TASK PROMPT ▸
Reproduce the entire listing below word for word, leaving out the pictures.

= = = =

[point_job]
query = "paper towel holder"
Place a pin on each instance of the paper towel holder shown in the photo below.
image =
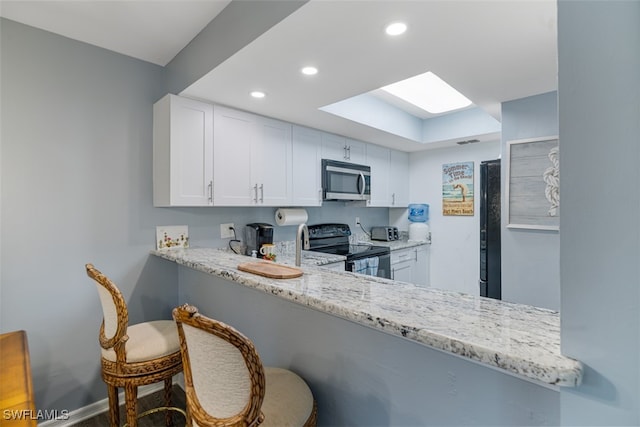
(288, 216)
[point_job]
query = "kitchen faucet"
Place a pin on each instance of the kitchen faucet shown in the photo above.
(303, 232)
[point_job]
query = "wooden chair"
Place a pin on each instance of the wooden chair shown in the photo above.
(226, 384)
(136, 355)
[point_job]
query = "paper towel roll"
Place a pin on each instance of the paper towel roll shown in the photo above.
(291, 216)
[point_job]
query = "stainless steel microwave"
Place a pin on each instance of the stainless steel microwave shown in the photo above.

= = = =

RESULT ▸
[point_job]
query = "paper towel holder"
Place a pin on each instance of the paper towel holder shown in the photo below.
image =
(288, 216)
[point_job]
query = "kitchen faucet"
Place a pin on each instance of the kitchen faucet shown in the photo above.
(303, 232)
[point_job]
query = "wooden chair"
Place a pin on each instance of the wooden chair shown in the photo above.
(226, 384)
(136, 355)
[point_job]
query = "paper towel roll"
Place a pin on each instance of the paper towel roll shown in the photo above.
(291, 216)
[point_job]
query = "stainless steel microwave"
Place a pin on each instance of the stainless steel microwave shown in the photo above.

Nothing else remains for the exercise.